* _READING PASSAGE_:
BEGIN
Por Osmel Ramirez Alvarez
HAVANA TIMES – I knew that the new Coronavirus variant was running more rampant, almost out of control, in my municipality of Mayari and across the Holguin province. It was clear that lockdown measures and protocol weren’t working and you could sense danger in the neighborhood, with suspicious cases popping up here and there, a neighbor who suddenly died with symptoms and a lot of people saying that she just had a “bad case of the flu”.
My nephew was the one who passed it on to me. As he’s so young, his symptoms were so mild that he didn’t even think it was COVID. I was the first person in my house to show symptoms. I suddenly felt really unwell, on August 6th. Really, really unwell. I went from feeling great to not being able to stand for longer than 15 minutes, with a fever of 38.5 degrees Celsius and the strength of a 5-year-old child.
I was like that for four days, isolated in a small room in the house, believing that I could protect the rest of my family. However, everybody was already infected and in the incubation stage, it was just a matter of hours. When I came out of this phase, my wife began showing symptoms, and my little girl the day after that. Then, my parents, my sisters, the rest of my nieces and nephews and in-laws. Even though we all live in different houses, we normally have a lot of contact with each other.
I soon found out that the entire neighborhood was like me, and the neighborhood next door and the one next to that one too, in just a matter of days. In short, the entire municipality and province. Well, I was talking to friends from other provinces on social media, and I got the idea that the entire country is in the same situation.
I suffered aches and pains, a loss of appetite, a constant cough, muscular and joint pain, lost my sense of taste and smell, and worst yet, the fear of dying. I’m still half-asthmatic.
Yep, the reality is that you become afraid of dying, of suddenly getting worse, being taken to the hospital and never coming back. You see your neighbor, an old school friend, a person from the other street, a friend’s husband, the old lady on the corner, being rushed to the hospital and never coming back, and you fear you’ll be next or one of your loved ones. Because there isn’t any oxygen, or Interferon hasn’t come in, or antibiotics have run out.
You’ll see, it won’t kill any of us! was our phrase to give each other strength.
In the three weeks we all had COVID, nobody came to check on us. Somebody came when we’d already been through it, a doctor had promised to examine us but he couldn’t keep his word. Nor was there a doctor at the GP’s office because the doctor that works there also had COVID, as well as her family. There still isn’t a doctor.
END
* _INPUT DATA_:
BEGIN
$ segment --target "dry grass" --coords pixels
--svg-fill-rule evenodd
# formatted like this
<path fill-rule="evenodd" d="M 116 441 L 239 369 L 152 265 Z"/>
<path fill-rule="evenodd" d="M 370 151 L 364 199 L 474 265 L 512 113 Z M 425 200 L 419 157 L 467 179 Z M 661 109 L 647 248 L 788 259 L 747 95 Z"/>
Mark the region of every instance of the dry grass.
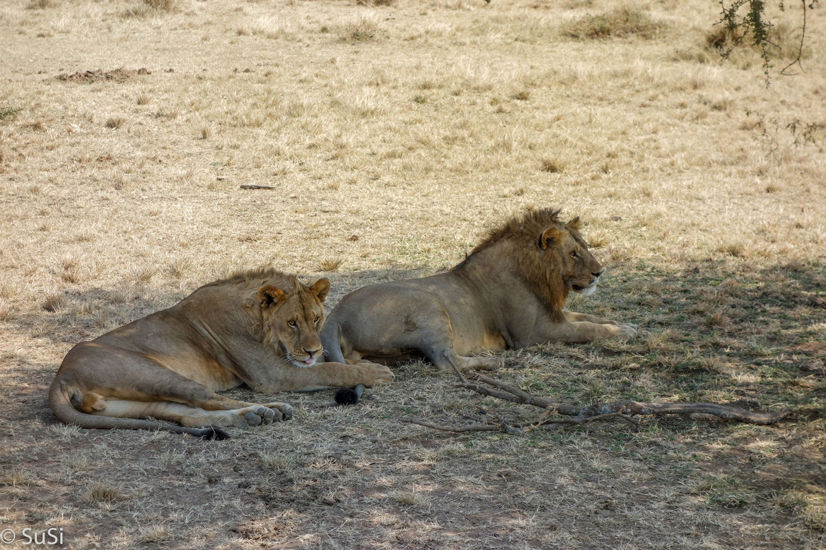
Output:
<path fill-rule="evenodd" d="M 561 31 L 566 36 L 580 40 L 630 35 L 651 38 L 663 26 L 662 23 L 653 21 L 648 14 L 638 8 L 623 7 L 605 13 L 572 20 L 563 24 Z"/>
<path fill-rule="evenodd" d="M 767 90 L 753 51 L 719 63 L 700 0 L 31 3 L 0 7 L 0 529 L 64 526 L 74 548 L 823 547 L 826 134 L 786 129 L 826 120 L 823 35 Z M 225 442 L 49 410 L 73 345 L 234 269 L 328 276 L 329 308 L 449 268 L 530 205 L 582 216 L 605 267 L 569 307 L 641 332 L 506 352 L 499 376 L 790 420 L 450 435 L 398 419 L 534 413 L 420 362 L 354 407 L 234 390 L 296 418 Z"/>

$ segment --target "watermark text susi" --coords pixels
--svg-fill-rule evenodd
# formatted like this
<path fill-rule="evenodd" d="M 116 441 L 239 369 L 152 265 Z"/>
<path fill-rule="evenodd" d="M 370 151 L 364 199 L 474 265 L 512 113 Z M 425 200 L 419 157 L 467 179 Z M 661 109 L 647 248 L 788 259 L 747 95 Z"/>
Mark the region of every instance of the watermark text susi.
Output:
<path fill-rule="evenodd" d="M 26 527 L 20 532 L 20 536 L 12 529 L 3 529 L 0 531 L 0 543 L 12 544 L 17 541 L 19 544 L 29 546 L 36 544 L 38 546 L 55 546 L 63 544 L 63 528 L 52 527 L 45 530 L 33 529 Z"/>

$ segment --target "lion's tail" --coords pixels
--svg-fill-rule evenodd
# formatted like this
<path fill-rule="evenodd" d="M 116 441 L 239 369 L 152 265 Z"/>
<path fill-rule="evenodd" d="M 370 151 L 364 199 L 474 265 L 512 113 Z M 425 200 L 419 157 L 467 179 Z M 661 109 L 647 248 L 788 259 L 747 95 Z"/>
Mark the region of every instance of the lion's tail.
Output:
<path fill-rule="evenodd" d="M 228 440 L 230 435 L 223 430 L 214 426 L 208 428 L 185 428 L 172 424 L 154 422 L 153 421 L 135 420 L 133 418 L 118 418 L 116 416 L 99 416 L 89 415 L 78 411 L 72 407 L 69 399 L 69 392 L 65 389 L 59 377 L 55 377 L 49 390 L 49 404 L 55 411 L 55 416 L 67 424 L 74 424 L 81 428 L 93 428 L 109 430 L 121 428 L 121 430 L 163 430 L 173 434 L 189 434 L 205 440 Z"/>

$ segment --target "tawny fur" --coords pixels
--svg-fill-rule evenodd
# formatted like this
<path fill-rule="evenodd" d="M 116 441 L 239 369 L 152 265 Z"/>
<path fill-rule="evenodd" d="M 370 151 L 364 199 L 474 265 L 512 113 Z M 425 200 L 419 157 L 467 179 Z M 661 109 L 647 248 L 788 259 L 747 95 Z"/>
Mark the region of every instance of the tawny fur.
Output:
<path fill-rule="evenodd" d="M 559 210 L 529 209 L 491 231 L 451 270 L 363 287 L 330 313 L 321 340 L 330 360 L 392 364 L 424 355 L 439 369 L 495 369 L 486 351 L 545 341 L 631 338 L 633 325 L 564 311 L 572 291 L 590 294 L 602 272 Z"/>
<path fill-rule="evenodd" d="M 319 362 L 329 290 L 326 279 L 307 286 L 271 268 L 205 284 L 169 309 L 72 348 L 50 403 L 59 419 L 81 427 L 202 435 L 192 428 L 292 416 L 287 403 L 216 393 L 242 383 L 261 393 L 389 383 L 392 373 L 382 365 Z"/>

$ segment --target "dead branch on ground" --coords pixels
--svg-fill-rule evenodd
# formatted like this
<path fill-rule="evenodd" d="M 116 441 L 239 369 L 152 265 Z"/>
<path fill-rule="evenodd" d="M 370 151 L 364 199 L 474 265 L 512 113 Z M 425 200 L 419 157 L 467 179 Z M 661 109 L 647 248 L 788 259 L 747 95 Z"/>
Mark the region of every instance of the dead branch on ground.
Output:
<path fill-rule="evenodd" d="M 430 424 L 413 419 L 404 420 L 403 421 L 418 424 L 419 425 L 441 431 L 456 433 L 468 431 L 524 432 L 537 429 L 548 429 L 558 425 L 582 425 L 608 418 L 620 418 L 638 427 L 639 423 L 632 418 L 632 416 L 634 415 L 644 416 L 654 415 L 704 414 L 737 422 L 768 425 L 786 417 L 790 412 L 788 410 L 779 411 L 777 412 L 751 412 L 736 407 L 717 405 L 715 403 L 653 403 L 631 400 L 615 401 L 610 403 L 595 403 L 585 407 L 580 405 L 563 405 L 554 403 L 550 399 L 545 397 L 531 395 L 521 388 L 517 388 L 516 386 L 489 376 L 485 376 L 484 374 L 472 374 L 468 377 L 472 381 L 468 382 L 458 372 L 458 369 L 456 372 L 459 377 L 459 382 L 453 383 L 453 388 L 463 388 L 481 395 L 487 395 L 512 403 L 530 405 L 544 409 L 544 411 L 536 421 L 515 425 L 508 425 L 504 419 L 498 417 L 498 416 L 496 423 L 491 422 L 490 424 L 458 427 Z M 483 386 L 482 385 L 482 383 L 487 384 L 487 386 Z M 492 388 L 489 388 L 488 386 Z M 553 415 L 568 416 L 569 418 L 553 418 L 552 417 Z"/>

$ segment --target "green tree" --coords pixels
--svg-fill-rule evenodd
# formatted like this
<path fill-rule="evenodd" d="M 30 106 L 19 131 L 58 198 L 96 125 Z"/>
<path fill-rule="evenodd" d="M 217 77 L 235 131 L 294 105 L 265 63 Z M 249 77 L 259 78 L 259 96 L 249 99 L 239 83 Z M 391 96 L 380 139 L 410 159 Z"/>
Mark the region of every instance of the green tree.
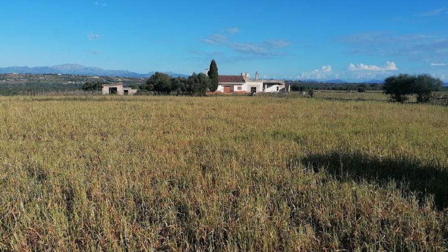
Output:
<path fill-rule="evenodd" d="M 442 81 L 429 74 L 421 74 L 417 76 L 412 85 L 412 92 L 417 95 L 417 101 L 428 102 L 434 92 L 440 91 L 443 85 Z"/>
<path fill-rule="evenodd" d="M 208 87 L 211 92 L 215 92 L 218 89 L 218 85 L 219 82 L 219 76 L 218 74 L 218 66 L 216 62 L 213 60 L 210 63 L 210 69 L 208 71 L 208 76 L 210 78 L 210 83 Z"/>
<path fill-rule="evenodd" d="M 187 86 L 188 80 L 186 78 L 178 77 L 171 79 L 172 92 L 177 94 L 184 93 L 187 92 Z"/>
<path fill-rule="evenodd" d="M 82 84 L 81 89 L 85 91 L 98 91 L 102 89 L 103 84 L 104 83 L 96 80 L 87 81 Z"/>
<path fill-rule="evenodd" d="M 409 95 L 413 93 L 412 87 L 416 79 L 409 74 L 390 76 L 384 80 L 383 89 L 392 100 L 403 102 L 409 99 Z"/>
<path fill-rule="evenodd" d="M 190 94 L 205 94 L 210 87 L 210 79 L 206 74 L 195 73 L 188 77 L 187 91 Z"/>
<path fill-rule="evenodd" d="M 146 81 L 146 83 L 140 86 L 140 88 L 148 91 L 167 94 L 172 91 L 171 77 L 167 74 L 156 72 Z"/>

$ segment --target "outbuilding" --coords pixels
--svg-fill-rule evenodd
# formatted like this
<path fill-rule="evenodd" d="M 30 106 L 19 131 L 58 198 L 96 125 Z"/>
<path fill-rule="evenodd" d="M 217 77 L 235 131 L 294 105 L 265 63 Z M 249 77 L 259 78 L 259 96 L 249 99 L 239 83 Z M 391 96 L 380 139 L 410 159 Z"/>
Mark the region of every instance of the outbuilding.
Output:
<path fill-rule="evenodd" d="M 102 93 L 103 95 L 131 95 L 137 93 L 137 90 L 123 87 L 122 83 L 115 83 L 103 85 Z"/>

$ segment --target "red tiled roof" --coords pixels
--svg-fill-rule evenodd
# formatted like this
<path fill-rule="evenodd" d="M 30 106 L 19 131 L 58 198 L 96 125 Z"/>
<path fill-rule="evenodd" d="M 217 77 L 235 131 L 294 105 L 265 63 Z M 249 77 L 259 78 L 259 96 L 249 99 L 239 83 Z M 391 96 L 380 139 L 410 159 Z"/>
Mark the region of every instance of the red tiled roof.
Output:
<path fill-rule="evenodd" d="M 219 83 L 245 83 L 241 75 L 219 75 Z"/>

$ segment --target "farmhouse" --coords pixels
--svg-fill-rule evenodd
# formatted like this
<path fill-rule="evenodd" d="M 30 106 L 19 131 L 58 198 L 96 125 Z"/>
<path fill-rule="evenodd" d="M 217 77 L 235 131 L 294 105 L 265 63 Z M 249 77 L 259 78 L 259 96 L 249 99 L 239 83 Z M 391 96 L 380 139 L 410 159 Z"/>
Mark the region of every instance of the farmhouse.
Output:
<path fill-rule="evenodd" d="M 208 69 L 206 70 L 208 72 Z M 247 73 L 240 75 L 219 75 L 216 93 L 223 94 L 245 94 L 247 93 L 287 93 L 291 87 L 283 80 L 260 79 L 258 72 L 253 79 Z"/>
<path fill-rule="evenodd" d="M 124 88 L 122 83 L 105 84 L 103 85 L 103 95 L 130 95 L 137 93 L 136 89 Z"/>

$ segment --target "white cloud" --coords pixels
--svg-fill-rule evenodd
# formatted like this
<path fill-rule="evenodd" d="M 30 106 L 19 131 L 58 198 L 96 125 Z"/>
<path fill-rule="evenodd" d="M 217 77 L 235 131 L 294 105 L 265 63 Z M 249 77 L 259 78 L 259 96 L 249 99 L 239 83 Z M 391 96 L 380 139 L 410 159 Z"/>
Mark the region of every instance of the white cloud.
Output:
<path fill-rule="evenodd" d="M 227 36 L 220 34 L 216 34 L 202 39 L 201 41 L 211 45 L 226 46 L 237 52 L 258 57 L 284 55 L 285 53 L 279 51 L 279 49 L 291 44 L 283 40 L 272 40 L 255 43 L 238 43 L 232 41 Z"/>
<path fill-rule="evenodd" d="M 266 42 L 268 44 L 271 46 L 273 48 L 281 48 L 286 47 L 291 44 L 291 43 L 285 41 L 283 39 L 278 39 L 275 40 L 269 40 Z"/>
<path fill-rule="evenodd" d="M 98 2 L 95 2 L 95 5 L 97 6 L 101 6 L 102 7 L 105 7 L 107 6 L 107 4 L 106 3 L 99 3 Z"/>
<path fill-rule="evenodd" d="M 324 72 L 329 72 L 331 71 L 331 66 L 322 66 L 322 70 Z"/>
<path fill-rule="evenodd" d="M 379 67 L 375 65 L 365 65 L 363 64 L 357 64 L 355 65 L 350 64 L 348 66 L 349 71 L 395 71 L 398 70 L 398 68 L 394 62 L 388 61 L 383 67 Z"/>
<path fill-rule="evenodd" d="M 441 8 L 440 9 L 437 9 L 436 10 L 433 10 L 432 11 L 427 11 L 426 12 L 424 12 L 420 14 L 421 17 L 430 17 L 432 16 L 437 16 L 440 15 L 440 13 L 443 12 L 443 11 L 446 10 L 446 8 Z"/>
<path fill-rule="evenodd" d="M 339 78 L 339 74 L 333 74 L 331 73 L 331 66 L 322 66 L 320 70 L 314 69 L 311 72 L 302 72 L 300 75 L 295 76 L 298 79 L 321 79 L 326 78 Z"/>
<path fill-rule="evenodd" d="M 99 39 L 101 37 L 101 35 L 96 33 L 89 33 L 87 35 L 87 39 L 89 40 L 97 40 Z"/>
<path fill-rule="evenodd" d="M 229 33 L 234 34 L 240 32 L 240 30 L 236 27 L 234 27 L 233 28 L 229 28 L 226 30 L 226 31 Z"/>
<path fill-rule="evenodd" d="M 207 44 L 216 45 L 227 43 L 228 39 L 227 37 L 218 34 L 209 37 L 206 39 L 201 39 L 201 41 Z"/>

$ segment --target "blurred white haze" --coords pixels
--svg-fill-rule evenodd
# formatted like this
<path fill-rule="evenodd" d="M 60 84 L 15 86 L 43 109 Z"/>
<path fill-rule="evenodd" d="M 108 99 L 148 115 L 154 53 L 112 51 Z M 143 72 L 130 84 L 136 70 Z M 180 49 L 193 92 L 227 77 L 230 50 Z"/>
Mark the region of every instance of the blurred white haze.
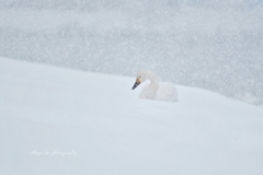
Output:
<path fill-rule="evenodd" d="M 263 105 L 263 0 L 0 0 L 0 56 Z"/>

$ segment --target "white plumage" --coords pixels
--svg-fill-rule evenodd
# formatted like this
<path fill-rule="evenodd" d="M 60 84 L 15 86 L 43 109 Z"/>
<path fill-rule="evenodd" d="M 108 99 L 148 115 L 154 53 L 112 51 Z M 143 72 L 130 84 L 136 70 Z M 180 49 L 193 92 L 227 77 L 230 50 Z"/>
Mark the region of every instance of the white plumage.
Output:
<path fill-rule="evenodd" d="M 146 80 L 150 80 L 150 84 L 144 86 L 139 97 L 167 102 L 178 101 L 178 91 L 174 84 L 171 82 L 159 82 L 156 74 L 150 70 L 141 70 L 137 74 L 133 90 Z"/>

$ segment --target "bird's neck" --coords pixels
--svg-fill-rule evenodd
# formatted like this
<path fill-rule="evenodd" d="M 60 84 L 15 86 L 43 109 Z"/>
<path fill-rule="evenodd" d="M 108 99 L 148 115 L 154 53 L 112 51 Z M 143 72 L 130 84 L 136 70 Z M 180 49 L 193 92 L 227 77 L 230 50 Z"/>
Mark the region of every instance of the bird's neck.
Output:
<path fill-rule="evenodd" d="M 156 78 L 149 78 L 150 79 L 150 88 L 152 90 L 157 90 L 159 88 L 159 82 Z"/>

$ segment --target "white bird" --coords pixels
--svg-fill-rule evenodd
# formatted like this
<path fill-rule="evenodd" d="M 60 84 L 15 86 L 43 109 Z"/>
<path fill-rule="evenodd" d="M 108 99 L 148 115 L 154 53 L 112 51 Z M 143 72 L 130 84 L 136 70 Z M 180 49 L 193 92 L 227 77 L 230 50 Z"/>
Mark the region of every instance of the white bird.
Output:
<path fill-rule="evenodd" d="M 141 82 L 150 80 L 150 84 L 144 86 L 139 94 L 141 98 L 176 102 L 178 91 L 173 83 L 159 82 L 156 74 L 150 70 L 141 70 L 136 78 L 135 84 L 132 90 L 136 89 Z"/>

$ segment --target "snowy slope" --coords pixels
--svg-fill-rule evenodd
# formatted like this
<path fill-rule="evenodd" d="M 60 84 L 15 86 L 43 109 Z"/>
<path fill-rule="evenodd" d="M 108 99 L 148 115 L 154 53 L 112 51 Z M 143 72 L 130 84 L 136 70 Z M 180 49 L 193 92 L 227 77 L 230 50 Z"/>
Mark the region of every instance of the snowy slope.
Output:
<path fill-rule="evenodd" d="M 0 174 L 262 175 L 263 107 L 134 81 L 0 58 Z"/>

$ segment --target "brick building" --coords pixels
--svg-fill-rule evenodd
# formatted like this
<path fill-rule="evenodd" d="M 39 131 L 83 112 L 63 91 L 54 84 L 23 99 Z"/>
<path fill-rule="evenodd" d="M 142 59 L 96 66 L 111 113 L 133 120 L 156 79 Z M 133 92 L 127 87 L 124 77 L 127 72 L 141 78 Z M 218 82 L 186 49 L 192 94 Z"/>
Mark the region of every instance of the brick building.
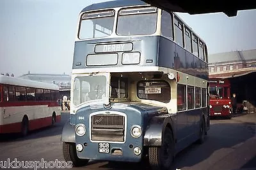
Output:
<path fill-rule="evenodd" d="M 256 106 L 256 49 L 209 55 L 210 78 L 228 79 L 231 94 L 236 93 L 238 102 L 246 102 L 255 112 Z"/>

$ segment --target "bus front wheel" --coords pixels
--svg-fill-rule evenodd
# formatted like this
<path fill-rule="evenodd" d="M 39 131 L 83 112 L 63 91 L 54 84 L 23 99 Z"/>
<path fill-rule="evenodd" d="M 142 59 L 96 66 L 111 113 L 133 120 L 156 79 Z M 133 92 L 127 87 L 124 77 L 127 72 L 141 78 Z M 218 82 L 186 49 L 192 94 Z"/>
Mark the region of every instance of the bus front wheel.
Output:
<path fill-rule="evenodd" d="M 27 116 L 23 117 L 22 121 L 21 123 L 21 135 L 22 137 L 26 136 L 28 134 L 28 125 L 29 121 Z"/>
<path fill-rule="evenodd" d="M 148 148 L 148 160 L 152 169 L 169 169 L 174 158 L 174 140 L 172 130 L 166 128 L 162 145 Z"/>
<path fill-rule="evenodd" d="M 76 143 L 63 143 L 63 152 L 66 162 L 72 161 L 74 167 L 86 166 L 89 162 L 88 159 L 79 158 L 76 154 Z"/>

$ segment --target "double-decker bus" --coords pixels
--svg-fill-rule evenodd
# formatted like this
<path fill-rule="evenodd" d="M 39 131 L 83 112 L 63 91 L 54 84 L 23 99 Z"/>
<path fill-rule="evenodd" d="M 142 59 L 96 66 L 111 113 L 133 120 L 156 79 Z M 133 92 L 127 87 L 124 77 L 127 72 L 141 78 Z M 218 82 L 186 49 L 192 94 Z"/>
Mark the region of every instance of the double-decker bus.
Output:
<path fill-rule="evenodd" d="M 61 119 L 56 85 L 0 75 L 0 134 L 50 126 Z"/>
<path fill-rule="evenodd" d="M 210 116 L 230 118 L 232 104 L 228 79 L 210 79 Z"/>
<path fill-rule="evenodd" d="M 140 1 L 93 4 L 79 17 L 65 160 L 168 169 L 209 129 L 205 43 L 174 13 Z"/>

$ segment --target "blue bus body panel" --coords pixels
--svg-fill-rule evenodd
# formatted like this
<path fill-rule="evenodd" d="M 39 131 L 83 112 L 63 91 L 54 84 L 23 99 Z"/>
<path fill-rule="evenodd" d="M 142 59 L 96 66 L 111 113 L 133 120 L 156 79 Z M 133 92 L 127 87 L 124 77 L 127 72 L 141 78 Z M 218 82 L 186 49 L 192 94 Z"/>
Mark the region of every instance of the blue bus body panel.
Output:
<path fill-rule="evenodd" d="M 86 143 L 86 146 L 84 147 L 84 150 L 81 152 L 77 151 L 78 157 L 81 158 L 87 159 L 97 159 L 97 160 L 116 160 L 116 161 L 128 161 L 128 162 L 139 162 L 141 158 L 141 154 L 138 156 L 134 155 L 133 152 L 133 148 L 136 146 L 140 147 L 143 151 L 143 134 L 144 130 L 147 125 L 148 114 L 150 112 L 158 112 L 158 111 L 162 109 L 163 107 L 152 107 L 150 105 L 146 105 L 143 104 L 132 104 L 132 105 L 129 105 L 126 107 L 115 107 L 115 104 L 113 107 L 110 109 L 107 109 L 104 107 L 100 107 L 100 105 L 97 107 L 93 107 L 97 109 L 92 109 L 90 106 L 80 109 L 76 112 L 76 114 L 73 116 L 76 117 L 76 119 L 71 119 L 71 121 L 75 121 L 72 122 L 74 124 L 83 123 L 86 127 L 86 133 L 84 135 L 81 137 L 76 135 L 76 143 L 82 144 Z M 109 153 L 102 153 L 99 151 L 99 142 L 92 141 L 90 139 L 90 115 L 91 113 L 97 112 L 98 111 L 116 111 L 118 112 L 125 113 L 127 116 L 127 128 L 125 130 L 126 138 L 125 139 L 124 143 L 113 143 L 111 142 L 104 142 L 108 143 L 110 145 L 110 152 Z M 79 118 L 84 117 L 84 119 L 81 120 Z M 138 125 L 141 127 L 142 135 L 138 138 L 132 137 L 131 135 L 131 127 Z M 133 147 L 129 148 L 129 145 L 132 144 Z M 112 149 L 121 149 L 122 151 L 122 155 L 113 155 L 111 154 Z"/>
<path fill-rule="evenodd" d="M 127 43 L 132 44 L 132 49 L 126 51 L 100 51 L 97 52 L 98 45 L 120 45 Z M 103 48 L 103 47 L 102 47 Z M 109 49 L 111 50 L 111 49 Z M 124 52 L 140 52 L 139 63 L 124 64 L 122 55 Z M 113 54 L 116 56 L 113 61 L 108 65 L 99 66 L 88 65 L 86 63 L 88 55 L 97 56 L 95 63 L 100 59 L 108 59 L 106 54 Z M 114 58 L 114 57 L 113 57 Z M 93 59 L 90 59 L 91 61 Z M 208 77 L 207 64 L 184 48 L 161 36 L 148 36 L 140 37 L 113 38 L 84 40 L 75 43 L 75 50 L 73 59 L 73 69 L 97 68 L 99 71 L 104 68 L 115 68 L 127 66 L 161 66 L 175 69 L 188 74 L 195 75 L 204 79 Z M 109 62 L 109 59 L 106 61 Z M 77 65 L 81 63 L 81 65 Z M 102 63 L 104 62 L 102 61 Z"/>
<path fill-rule="evenodd" d="M 81 12 L 91 11 L 91 10 L 97 10 L 100 9 L 106 9 L 106 8 L 116 8 L 116 7 L 123 7 L 127 6 L 134 6 L 134 5 L 145 5 L 147 4 L 147 3 L 138 0 L 118 0 L 118 1 L 112 1 L 104 2 L 101 3 L 93 4 L 90 6 L 85 7 Z"/>
<path fill-rule="evenodd" d="M 175 153 L 177 153 L 198 139 L 202 118 L 204 117 L 205 129 L 207 128 L 207 109 L 179 112 L 175 116 L 176 140 Z"/>

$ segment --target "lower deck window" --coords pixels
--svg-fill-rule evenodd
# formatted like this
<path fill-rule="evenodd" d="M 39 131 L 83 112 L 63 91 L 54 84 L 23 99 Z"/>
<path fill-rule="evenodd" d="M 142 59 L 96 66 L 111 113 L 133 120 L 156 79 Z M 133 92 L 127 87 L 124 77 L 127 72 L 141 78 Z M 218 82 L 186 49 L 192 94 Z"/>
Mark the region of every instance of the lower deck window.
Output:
END
* _ACTION ITEM A_:
In the account of COVID in Mayari, on what date did the writer first feel really unwell?
* _ACTION ITEM B_:
Repeat the section of the COVID account from "I suffered aches" up to and including "each other strength.".

* _WRITTEN REPLY A_:
August 6th

* _WRITTEN REPLY B_:
I suffered aches and pains, a loss of appetite, a constant cough, muscular and joint pain, lost my sense of taste and smell, and worst yet, the fear of dying. I’m still half-asthmatic.
Yep, the reality is that you become afraid of dying, of suddenly getting worse, being taken to the hospital and never coming back. You see your neighbor, an old school friend, a person from the other street, a friend’s husband, the old lady on the corner, being rushed to the hospital and never coming back, and you fear you’ll be next or one of your loved ones. Because there isn’t any oxygen, or Interferon hasn’t come in, or antibiotics have run out.
You’ll see, it won’t kill any of us! was our phrase to give each other strength.